(Stored entries)
========================================================================
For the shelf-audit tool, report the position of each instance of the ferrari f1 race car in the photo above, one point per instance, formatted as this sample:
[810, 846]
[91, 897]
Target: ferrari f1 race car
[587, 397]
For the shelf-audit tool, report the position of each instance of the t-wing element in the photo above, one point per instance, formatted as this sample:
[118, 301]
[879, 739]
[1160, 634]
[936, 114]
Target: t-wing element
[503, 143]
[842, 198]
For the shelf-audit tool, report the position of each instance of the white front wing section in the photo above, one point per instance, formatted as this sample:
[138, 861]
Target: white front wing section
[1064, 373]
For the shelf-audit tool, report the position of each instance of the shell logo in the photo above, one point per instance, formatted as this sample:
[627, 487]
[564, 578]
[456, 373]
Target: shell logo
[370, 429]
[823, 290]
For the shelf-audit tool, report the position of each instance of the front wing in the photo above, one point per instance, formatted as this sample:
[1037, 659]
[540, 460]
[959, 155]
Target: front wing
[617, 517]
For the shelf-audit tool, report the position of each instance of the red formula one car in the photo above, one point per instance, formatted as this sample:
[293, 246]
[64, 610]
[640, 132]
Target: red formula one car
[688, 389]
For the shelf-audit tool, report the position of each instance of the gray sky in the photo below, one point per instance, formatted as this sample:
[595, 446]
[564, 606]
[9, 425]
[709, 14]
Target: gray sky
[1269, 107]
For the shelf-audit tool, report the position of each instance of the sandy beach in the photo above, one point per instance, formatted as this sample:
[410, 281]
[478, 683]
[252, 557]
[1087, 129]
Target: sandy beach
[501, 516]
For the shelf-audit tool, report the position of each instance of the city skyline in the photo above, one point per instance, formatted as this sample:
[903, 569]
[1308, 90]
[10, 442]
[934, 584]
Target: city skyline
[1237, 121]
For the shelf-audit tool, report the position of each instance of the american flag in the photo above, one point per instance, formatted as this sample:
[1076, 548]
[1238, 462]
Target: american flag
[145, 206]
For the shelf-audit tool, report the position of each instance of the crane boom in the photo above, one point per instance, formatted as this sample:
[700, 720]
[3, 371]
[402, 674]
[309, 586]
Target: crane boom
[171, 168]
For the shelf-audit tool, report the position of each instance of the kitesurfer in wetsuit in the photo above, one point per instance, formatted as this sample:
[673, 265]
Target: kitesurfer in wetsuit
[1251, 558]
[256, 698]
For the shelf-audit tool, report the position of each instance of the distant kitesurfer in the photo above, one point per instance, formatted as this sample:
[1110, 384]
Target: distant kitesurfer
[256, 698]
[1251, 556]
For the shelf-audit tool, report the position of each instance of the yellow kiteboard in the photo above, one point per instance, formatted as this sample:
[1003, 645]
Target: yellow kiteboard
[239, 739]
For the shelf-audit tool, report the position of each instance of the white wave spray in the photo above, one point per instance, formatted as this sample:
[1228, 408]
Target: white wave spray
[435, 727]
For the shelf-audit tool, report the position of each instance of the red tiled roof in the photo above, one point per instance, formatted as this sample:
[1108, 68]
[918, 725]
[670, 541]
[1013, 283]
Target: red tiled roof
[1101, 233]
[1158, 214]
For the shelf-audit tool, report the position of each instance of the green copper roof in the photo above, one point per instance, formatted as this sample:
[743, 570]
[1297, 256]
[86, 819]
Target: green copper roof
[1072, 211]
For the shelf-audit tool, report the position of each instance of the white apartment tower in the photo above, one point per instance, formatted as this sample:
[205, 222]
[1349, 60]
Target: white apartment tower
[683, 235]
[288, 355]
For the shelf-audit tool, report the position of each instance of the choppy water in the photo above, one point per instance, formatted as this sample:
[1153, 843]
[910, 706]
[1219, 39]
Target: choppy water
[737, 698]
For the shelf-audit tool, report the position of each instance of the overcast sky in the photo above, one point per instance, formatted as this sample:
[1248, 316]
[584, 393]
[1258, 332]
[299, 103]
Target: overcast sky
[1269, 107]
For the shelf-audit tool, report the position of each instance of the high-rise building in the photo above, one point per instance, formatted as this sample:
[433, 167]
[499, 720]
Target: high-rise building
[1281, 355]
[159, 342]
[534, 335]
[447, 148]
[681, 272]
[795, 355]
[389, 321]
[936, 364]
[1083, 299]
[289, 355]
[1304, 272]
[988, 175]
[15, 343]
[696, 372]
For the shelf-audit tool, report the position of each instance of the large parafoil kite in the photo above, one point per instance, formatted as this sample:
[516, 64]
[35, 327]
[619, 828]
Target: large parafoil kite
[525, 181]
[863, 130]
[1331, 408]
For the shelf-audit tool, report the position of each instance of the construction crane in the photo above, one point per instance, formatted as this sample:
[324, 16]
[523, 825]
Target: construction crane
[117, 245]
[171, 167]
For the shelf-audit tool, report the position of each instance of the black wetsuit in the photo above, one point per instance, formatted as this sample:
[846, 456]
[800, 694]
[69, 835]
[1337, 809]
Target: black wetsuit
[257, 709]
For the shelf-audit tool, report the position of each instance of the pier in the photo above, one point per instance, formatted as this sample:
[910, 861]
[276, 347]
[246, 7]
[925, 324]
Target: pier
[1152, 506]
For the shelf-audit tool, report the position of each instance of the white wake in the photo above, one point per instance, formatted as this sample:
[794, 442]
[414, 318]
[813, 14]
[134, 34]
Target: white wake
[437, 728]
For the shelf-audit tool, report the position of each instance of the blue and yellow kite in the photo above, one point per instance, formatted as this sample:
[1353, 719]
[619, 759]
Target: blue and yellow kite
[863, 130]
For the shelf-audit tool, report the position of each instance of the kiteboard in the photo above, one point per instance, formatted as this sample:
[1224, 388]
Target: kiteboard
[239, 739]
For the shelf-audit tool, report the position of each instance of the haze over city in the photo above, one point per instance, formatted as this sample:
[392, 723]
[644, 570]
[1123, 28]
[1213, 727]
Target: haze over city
========================================================================
### PROBLEM TO WORK ON
Extract every entry above as it appears.

### TASK SOLUTION
For the shelf-audit tool, report the position of each instance of the ferrari f1 race car in the photo above, one point per instance, formatted as this sample:
[810, 846]
[91, 897]
Target: ferrari f1 race car
[587, 397]
For the shelf-audit tool, report the position of each instance of the t-wing element in the photo above, one point per instance, formatted as this sample:
[118, 301]
[879, 739]
[1160, 634]
[936, 114]
Target: t-wing element
[503, 143]
[842, 198]
For the shelf-audit tool, report the position of each instance of the white front wing section in the photo above, one point per instance, formatted as this sample:
[138, 861]
Target: white front wing section
[1064, 373]
For the shelf-audit tool, report the position of each instance of the shell logo in the photo above, one point per instance, formatted as this sample:
[627, 487]
[564, 578]
[456, 373]
Target: shell logo
[370, 429]
[823, 290]
For the shelf-audit tool, report the position of each instance of the front wing in the photo above, one point per instance, formatted as this sample:
[1037, 659]
[540, 460]
[959, 155]
Target: front wing
[617, 517]
For the shelf-audit tool, report the position of each instance of the red formula one car in the photo above, one point per instance, formatted as this sample:
[293, 246]
[64, 610]
[640, 132]
Target: red formula one car
[688, 389]
For the shelf-audit tool, report the position of each instance of the gray sky in the photo below, one point per instance, formatted as this sample:
[595, 446]
[564, 606]
[9, 425]
[709, 14]
Target: gray sky
[1269, 107]
For the shelf-audit tool, report the position of each instance of the sandy beach in the photo above, one point per instance, formatted as this sample:
[410, 281]
[478, 683]
[252, 557]
[1087, 129]
Target: sandy beach
[501, 516]
For the shelf-audit tool, report the position of each instance of the city skyline in the photo above, one point per instance, formatted as this sample:
[903, 569]
[1308, 90]
[10, 442]
[934, 584]
Target: city skyline
[1237, 121]
For the shelf-audit tool, report the position of each instance of the american flag in the photo above, one point per instance, formatted as this sample:
[1076, 548]
[1238, 462]
Target: american flag
[145, 206]
For the shelf-audit tool, report the position of each instance of the crane boom in the photo above, one point per instance, formatted as this sample:
[700, 720]
[3, 371]
[402, 674]
[309, 586]
Target: crane boom
[171, 168]
For the shelf-audit tool, report the position of each instance of the kitesurfer in wetsuit in the photo above, one point per instance, formatted as this sample:
[673, 265]
Target: kitesurfer in wetsuit
[1251, 558]
[256, 698]
For the shelf-audit tool, report the position of each instance of the distant kitesurfer in the photo above, one point per instance, formatted as this sample:
[1110, 384]
Target: distant kitesurfer
[256, 698]
[1251, 556]
For the shelf-audit tool, report the position of each instance of the yellow kiteboard in the photo above, one point per instance, formatted as this sample:
[1003, 645]
Target: yellow kiteboard
[239, 739]
For the shelf-audit tool, report the position of each instance of the white wave spray in the photo above, one point per instance, formatted as this sample:
[1228, 408]
Target: white wave spray
[435, 727]
For the shelf-audit tool, report the position of each instance of the red tiled roof in the photo above, one point per instance, formatted as this sample:
[1108, 68]
[918, 725]
[670, 541]
[1013, 283]
Target: red tiled roof
[1101, 233]
[1158, 214]
For the shelf-audit tool, report the position of each instance of the green copper roof in the photo above, one point per instance, formatted as this sample:
[743, 570]
[1297, 256]
[86, 819]
Target: green copper roof
[1072, 211]
For the shelf-audit tool, report the position of each instance of the white apartment tower in the photo above, one point per instance, formatted as this sample:
[205, 222]
[1349, 60]
Target: white apartment tower
[683, 235]
[288, 355]
For the shelf-audit tool, report the position of each instance of the choppy water in the photo above, one point per instance, formatted as this sample:
[1153, 843]
[910, 706]
[1219, 39]
Target: choppy water
[737, 698]
For the shelf-audit tool, report the position of each instance of the overcast sky in the photo above, one point per instance, formatted as this sample:
[1248, 316]
[584, 393]
[1258, 332]
[299, 103]
Target: overcast sky
[1269, 107]
For the shelf-audit tool, report the position of each instance of the high-rise building in the photo above, one point per instance, formatted as this sample:
[433, 167]
[499, 720]
Target: high-rise building
[1281, 355]
[159, 342]
[534, 335]
[447, 148]
[681, 272]
[795, 355]
[389, 321]
[936, 364]
[1083, 299]
[289, 355]
[1304, 272]
[988, 175]
[15, 343]
[696, 372]
For the shelf-audit tool, report the position of each instance of the large parafoil kite in the photo above, one point per instance, formatted as this sample:
[516, 64]
[35, 327]
[619, 828]
Target: large parafoil kite
[525, 181]
[863, 130]
[1331, 408]
For the shelf-audit tool, report the position of each instance of the construction crane in the photo above, one point per instance, formatted as this sample:
[324, 16]
[523, 825]
Target: construction crane
[117, 245]
[171, 167]
For the shelf-audit tool, report the position of each instance of the black wetsuit in the photo above, one point per instance, formatted as this sample:
[846, 456]
[800, 694]
[69, 835]
[1337, 809]
Target: black wetsuit
[257, 709]
For the shelf-audit tool, report the position of each instance of the pier in the photo above, one point per instance, formatted as this sample:
[910, 861]
[276, 347]
[246, 7]
[925, 324]
Target: pier
[1152, 506]
For the shelf-audit tool, report the position of each instance of the white wake in the photo above, one point per instance, formatted as this sample:
[794, 442]
[414, 318]
[813, 14]
[134, 34]
Target: white wake
[437, 728]
For the shelf-audit tool, report the position of each instance of the blue and yellow kite in the photo above, one point per instance, formatted as this sample:
[1353, 719]
[619, 759]
Target: blue and yellow kite
[863, 130]
For the shelf-audit tool, report the position of each instance of the kiteboard in the photo above, one point per instance, formatted as this sample:
[1224, 388]
Target: kiteboard
[239, 739]
For the shelf-audit tool, report the position of each instance of the haze over city in the photo above, one point per instance, formatted as this sample:
[392, 723]
[644, 570]
[1123, 28]
[1213, 727]
Target: haze over city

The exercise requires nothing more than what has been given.